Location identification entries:
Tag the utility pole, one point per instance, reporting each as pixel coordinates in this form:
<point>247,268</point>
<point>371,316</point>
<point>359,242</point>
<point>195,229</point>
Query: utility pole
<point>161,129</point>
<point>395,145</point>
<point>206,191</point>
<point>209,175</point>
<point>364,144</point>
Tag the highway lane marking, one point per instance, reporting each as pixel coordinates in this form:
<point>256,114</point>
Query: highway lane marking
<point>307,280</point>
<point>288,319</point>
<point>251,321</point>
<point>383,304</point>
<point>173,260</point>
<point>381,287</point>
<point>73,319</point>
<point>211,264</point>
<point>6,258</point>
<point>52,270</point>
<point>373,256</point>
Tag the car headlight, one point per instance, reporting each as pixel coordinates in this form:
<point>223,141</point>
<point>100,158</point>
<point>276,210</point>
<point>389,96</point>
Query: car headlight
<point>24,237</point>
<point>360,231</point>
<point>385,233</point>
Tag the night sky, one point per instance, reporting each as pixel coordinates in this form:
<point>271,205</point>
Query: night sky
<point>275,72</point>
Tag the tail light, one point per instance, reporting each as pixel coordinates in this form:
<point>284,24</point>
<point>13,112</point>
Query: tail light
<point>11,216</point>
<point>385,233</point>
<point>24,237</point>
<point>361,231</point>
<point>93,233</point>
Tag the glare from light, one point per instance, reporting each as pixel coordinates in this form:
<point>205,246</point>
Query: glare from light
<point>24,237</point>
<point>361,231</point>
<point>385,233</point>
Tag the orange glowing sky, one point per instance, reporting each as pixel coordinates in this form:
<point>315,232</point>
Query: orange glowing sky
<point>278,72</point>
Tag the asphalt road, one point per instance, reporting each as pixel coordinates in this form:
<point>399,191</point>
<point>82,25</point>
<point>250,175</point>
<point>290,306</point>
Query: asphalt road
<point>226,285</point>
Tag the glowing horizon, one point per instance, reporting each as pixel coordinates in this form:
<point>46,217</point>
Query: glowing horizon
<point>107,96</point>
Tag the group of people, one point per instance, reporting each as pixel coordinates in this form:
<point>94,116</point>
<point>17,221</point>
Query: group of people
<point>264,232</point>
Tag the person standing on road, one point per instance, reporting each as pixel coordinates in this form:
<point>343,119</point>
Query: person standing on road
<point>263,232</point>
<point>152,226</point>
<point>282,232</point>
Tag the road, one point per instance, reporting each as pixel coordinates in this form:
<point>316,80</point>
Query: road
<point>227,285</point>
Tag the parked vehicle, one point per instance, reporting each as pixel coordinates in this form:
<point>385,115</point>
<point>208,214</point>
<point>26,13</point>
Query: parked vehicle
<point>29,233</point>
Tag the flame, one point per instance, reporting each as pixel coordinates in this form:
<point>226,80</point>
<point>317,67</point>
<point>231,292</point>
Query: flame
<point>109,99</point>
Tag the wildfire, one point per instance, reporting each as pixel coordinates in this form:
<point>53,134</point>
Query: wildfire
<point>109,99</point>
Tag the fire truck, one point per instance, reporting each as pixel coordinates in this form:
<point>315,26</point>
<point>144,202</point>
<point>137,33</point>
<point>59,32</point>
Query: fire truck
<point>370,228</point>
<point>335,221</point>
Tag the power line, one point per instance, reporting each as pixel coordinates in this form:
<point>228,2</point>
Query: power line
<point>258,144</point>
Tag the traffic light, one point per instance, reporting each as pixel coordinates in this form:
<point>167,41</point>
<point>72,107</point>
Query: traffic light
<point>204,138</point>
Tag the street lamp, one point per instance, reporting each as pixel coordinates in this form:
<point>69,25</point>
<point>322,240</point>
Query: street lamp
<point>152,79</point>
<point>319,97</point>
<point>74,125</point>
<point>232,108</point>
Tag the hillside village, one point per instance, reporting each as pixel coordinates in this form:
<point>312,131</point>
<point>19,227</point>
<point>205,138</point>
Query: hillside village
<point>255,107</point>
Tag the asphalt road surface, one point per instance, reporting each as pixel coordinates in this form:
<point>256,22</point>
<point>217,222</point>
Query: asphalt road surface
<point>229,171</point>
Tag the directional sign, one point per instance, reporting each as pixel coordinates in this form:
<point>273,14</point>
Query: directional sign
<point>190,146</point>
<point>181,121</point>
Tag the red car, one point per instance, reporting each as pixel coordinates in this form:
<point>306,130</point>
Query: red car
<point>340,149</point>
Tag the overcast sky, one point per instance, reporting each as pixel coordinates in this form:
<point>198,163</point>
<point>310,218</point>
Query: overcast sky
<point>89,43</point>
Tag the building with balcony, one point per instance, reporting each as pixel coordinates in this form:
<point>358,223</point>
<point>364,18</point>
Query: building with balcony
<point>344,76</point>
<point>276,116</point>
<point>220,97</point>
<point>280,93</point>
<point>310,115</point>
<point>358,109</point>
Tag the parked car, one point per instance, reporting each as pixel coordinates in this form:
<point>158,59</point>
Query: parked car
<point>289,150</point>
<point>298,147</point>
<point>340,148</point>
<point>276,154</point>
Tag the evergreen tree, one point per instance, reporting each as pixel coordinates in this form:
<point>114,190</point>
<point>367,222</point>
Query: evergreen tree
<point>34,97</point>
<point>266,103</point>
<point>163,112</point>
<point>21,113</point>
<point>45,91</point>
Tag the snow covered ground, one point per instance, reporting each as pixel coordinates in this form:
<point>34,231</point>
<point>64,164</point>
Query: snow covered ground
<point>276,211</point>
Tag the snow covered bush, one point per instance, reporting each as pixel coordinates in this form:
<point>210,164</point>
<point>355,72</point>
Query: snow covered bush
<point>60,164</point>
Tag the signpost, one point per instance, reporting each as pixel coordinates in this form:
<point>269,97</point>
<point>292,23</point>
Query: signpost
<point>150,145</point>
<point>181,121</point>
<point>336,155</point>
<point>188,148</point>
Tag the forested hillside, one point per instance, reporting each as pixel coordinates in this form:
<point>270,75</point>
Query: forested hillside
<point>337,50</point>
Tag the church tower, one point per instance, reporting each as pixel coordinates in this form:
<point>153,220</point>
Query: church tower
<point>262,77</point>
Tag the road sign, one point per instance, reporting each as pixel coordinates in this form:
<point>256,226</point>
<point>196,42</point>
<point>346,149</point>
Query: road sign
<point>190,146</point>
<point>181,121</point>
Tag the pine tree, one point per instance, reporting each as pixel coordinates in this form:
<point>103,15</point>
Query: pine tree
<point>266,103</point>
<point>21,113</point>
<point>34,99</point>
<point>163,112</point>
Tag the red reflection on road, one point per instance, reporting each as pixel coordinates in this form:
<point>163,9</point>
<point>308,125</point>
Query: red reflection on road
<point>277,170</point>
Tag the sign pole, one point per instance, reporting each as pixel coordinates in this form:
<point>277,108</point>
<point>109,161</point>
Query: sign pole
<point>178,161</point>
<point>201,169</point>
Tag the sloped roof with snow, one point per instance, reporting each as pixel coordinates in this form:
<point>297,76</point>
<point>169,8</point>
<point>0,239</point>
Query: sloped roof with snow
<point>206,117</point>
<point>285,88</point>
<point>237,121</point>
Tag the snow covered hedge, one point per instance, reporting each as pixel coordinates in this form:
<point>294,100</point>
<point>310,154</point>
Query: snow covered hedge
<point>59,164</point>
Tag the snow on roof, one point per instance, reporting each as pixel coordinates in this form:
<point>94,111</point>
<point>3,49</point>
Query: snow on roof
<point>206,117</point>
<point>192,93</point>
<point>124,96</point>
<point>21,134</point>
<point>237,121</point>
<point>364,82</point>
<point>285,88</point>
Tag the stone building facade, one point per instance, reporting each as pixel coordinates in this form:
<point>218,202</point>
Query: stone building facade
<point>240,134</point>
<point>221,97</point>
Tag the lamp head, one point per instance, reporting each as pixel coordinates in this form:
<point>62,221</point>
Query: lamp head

> DIRECTIONS: Change "one point per instance" to "one point for each instance" everywhere it occurs in the records above, and reproduce the records with every other line unchanged.

> EXERCISE RESPONSE:
Tag the utility pole, one point for each instance, reporting each as pixel coordinates in this form:
<point>247,268</point>
<point>371,316</point>
<point>359,242</point>
<point>195,229</point>
Query: utility pole
<point>161,129</point>
<point>395,145</point>
<point>206,191</point>
<point>209,175</point>
<point>364,144</point>
Tag the highway lane marking, one point for each instance, reporting each as pixel coordinates in this form:
<point>256,114</point>
Query: highway lane marking
<point>307,280</point>
<point>288,319</point>
<point>251,321</point>
<point>383,304</point>
<point>173,260</point>
<point>381,287</point>
<point>73,319</point>
<point>211,264</point>
<point>6,258</point>
<point>52,270</point>
<point>373,256</point>
Tag the car headlight, one point for each instance, reporting each as pixel coordinates in this form:
<point>223,141</point>
<point>100,158</point>
<point>276,210</point>
<point>389,96</point>
Query: car headlight
<point>24,237</point>
<point>360,231</point>
<point>385,233</point>
Tag the night sky, one point for each instance, reporting each as pixel coordinates in this form:
<point>271,205</point>
Query: night sky
<point>275,72</point>
Tag the tail light, one point for each instance, reporting each as pixel coordinates in this form:
<point>284,24</point>
<point>13,112</point>
Query: tail light
<point>11,216</point>
<point>385,233</point>
<point>24,237</point>
<point>361,231</point>
<point>93,233</point>
Tag the glare from light, one point for each instance, reporting each as pixel coordinates in this form:
<point>205,246</point>
Query: glare from light
<point>24,237</point>
<point>361,231</point>
<point>385,233</point>
Tag the orange glowing sky, one point for each instance, reporting each as pixel coordinates in this form:
<point>315,232</point>
Query: orange glowing sky
<point>278,72</point>
Tag the asphalt road, one point for each instance, reporting each as pixel coordinates in this form:
<point>399,191</point>
<point>82,25</point>
<point>250,175</point>
<point>290,306</point>
Query: asphalt road
<point>226,285</point>
Tag the glowing horizon, one point for each instance, reporting each as pixel coordinates in this form:
<point>46,217</point>
Query: glowing horizon
<point>107,96</point>
Tag the group of people, one point for each instance, reporting each as pixel coordinates in this form:
<point>94,116</point>
<point>17,221</point>
Query: group of people
<point>264,232</point>
Tag the person standing on road, one point for each instance, reporting each as pixel coordinates in this form:
<point>343,119</point>
Query: person standing on road
<point>263,232</point>
<point>152,226</point>
<point>282,232</point>
Tag the road, one point for each instance, reporting each as pixel coordinates in this form:
<point>316,80</point>
Query: road
<point>227,285</point>
Tag the parked vehicle, one point for each instance, reporting each as pixel coordinates in this form:
<point>385,115</point>
<point>208,214</point>
<point>26,13</point>
Query: parked vehicle
<point>29,233</point>
Tag the flame, one point for each instance, reporting each as pixel coordinates in this form:
<point>226,80</point>
<point>317,67</point>
<point>231,292</point>
Query: flame
<point>109,99</point>
Tag the wildfire, one point for each instance, reporting each as pixel coordinates in this form:
<point>53,134</point>
Query: wildfire
<point>109,99</point>
Tag the fire truck, one point for each instance, reporting each as pixel coordinates in this form:
<point>315,26</point>
<point>144,202</point>
<point>137,33</point>
<point>59,32</point>
Query: fire truck
<point>370,228</point>
<point>335,221</point>
Tag the power line, one point for each instance, reporting each as pixel coordinates in this form:
<point>228,2</point>
Query: power line
<point>258,144</point>
Tag the traffic light, one point for each instance, reporting each as pixel coordinates in this form:
<point>167,41</point>
<point>72,107</point>
Query: traffic light
<point>204,138</point>
Tag the street lamp, one point for each instance, reporting each as pixel coordinates in this form:
<point>69,25</point>
<point>322,240</point>
Query: street lamp
<point>152,79</point>
<point>319,97</point>
<point>74,125</point>
<point>232,108</point>
Tag the hillside village, one point for each instance, reporting each as pixel coordinates in this form:
<point>312,131</point>
<point>19,227</point>
<point>205,138</point>
Query: hillside village
<point>255,107</point>
Tag the asphalt road surface, one point for each instance, reporting each as pixel coordinates in this form:
<point>256,22</point>
<point>217,222</point>
Query: asphalt road surface
<point>229,171</point>
Tag the directional sign, one point for each instance, reporting each as pixel coordinates in this form:
<point>273,14</point>
Query: directional sign
<point>190,146</point>
<point>181,121</point>
Tag the red car, one point for each instance, reporting each as pixel coordinates in this form:
<point>306,130</point>
Query: red car
<point>340,149</point>
Tag the overcast sky, one point for each instance, reporting each as pixel coordinates in this form:
<point>198,163</point>
<point>310,218</point>
Query: overcast sky
<point>89,43</point>
Tag the building with balcony, one point for each instance, reporting each as pixel coordinates in this form:
<point>358,223</point>
<point>364,18</point>
Query: building with balcony
<point>344,76</point>
<point>276,116</point>
<point>220,97</point>
<point>280,93</point>
<point>310,115</point>
<point>358,109</point>
Tag the parked car, one point for each instance, reporting each as pixel coordinates in this form:
<point>158,59</point>
Query: parked car
<point>289,150</point>
<point>298,147</point>
<point>340,148</point>
<point>276,154</point>
Tag the evergreen tree, one point for each instance, reporting each as pixel coordinates in this form:
<point>114,190</point>
<point>367,222</point>
Query: evergreen tree
<point>34,97</point>
<point>266,103</point>
<point>163,112</point>
<point>21,113</point>
<point>45,91</point>
Tag the snow covered ground, one point for each instance, reporting each as pixel coordinates in this form:
<point>34,231</point>
<point>64,164</point>
Query: snow covered ground
<point>276,211</point>
Tag the snow covered bush, one point for each instance, reporting each as pixel coordinates in this form:
<point>210,164</point>
<point>355,72</point>
Query: snow covered bush
<point>60,164</point>
Tag the signpost, one point for each instance, reporting each as pixel coordinates in this form:
<point>269,97</point>
<point>292,23</point>
Query: signpost
<point>150,145</point>
<point>181,121</point>
<point>336,155</point>
<point>188,148</point>
Tag the forested hillside, one point for each instance, reporting each as pixel coordinates in this form:
<point>270,75</point>
Query: forested hillside
<point>337,50</point>
Tag the church tower, one point for each instance, reporting each as pixel coordinates in this form:
<point>153,220</point>
Query: church tower
<point>262,77</point>
Tag the road sign, one point for each instance, reporting each as pixel coordinates in this form:
<point>256,226</point>
<point>196,42</point>
<point>346,149</point>
Query: road sign
<point>190,146</point>
<point>181,121</point>
Tag the pine tree, one point for each instance, reporting each as pixel coordinates in this form:
<point>103,15</point>
Query: pine tree
<point>266,103</point>
<point>21,113</point>
<point>34,99</point>
<point>163,112</point>
Tag the red reflection on road, one point for each instance, reporting each as pixel coordinates in this form:
<point>163,9</point>
<point>308,125</point>
Query: red reflection on road
<point>277,170</point>
Tag the sign pole, one point for each instance, reporting each as pixel coordinates in this form:
<point>277,108</point>
<point>109,161</point>
Query: sign pole
<point>178,161</point>
<point>201,169</point>
Tag the sloped roof with snow, one point for each instance, reporting each as pixel coordinates in this form:
<point>297,76</point>
<point>169,8</point>
<point>0,239</point>
Query: sloped roof with snow
<point>206,117</point>
<point>285,88</point>
<point>237,121</point>
Tag the snow covered hedge, one point for each instance, reporting each as pixel coordinates in this form:
<point>294,100</point>
<point>310,154</point>
Query: snow covered hedge
<point>59,164</point>
Tag the snow on roof, one point for each instance, reporting each as pixel coordinates in this form:
<point>94,111</point>
<point>3,49</point>
Query: snow on roof
<point>206,117</point>
<point>192,93</point>
<point>124,96</point>
<point>21,134</point>
<point>237,121</point>
<point>364,82</point>
<point>285,88</point>
Tag the stone building facade, one point for each instance, reporting each as pixel coordinates in this form:
<point>218,202</point>
Query: stone building facade
<point>240,134</point>
<point>221,97</point>
Tag the lamp head, one point for each instance, reporting each as pixel coordinates in this form:
<point>62,221</point>
Query: lamp head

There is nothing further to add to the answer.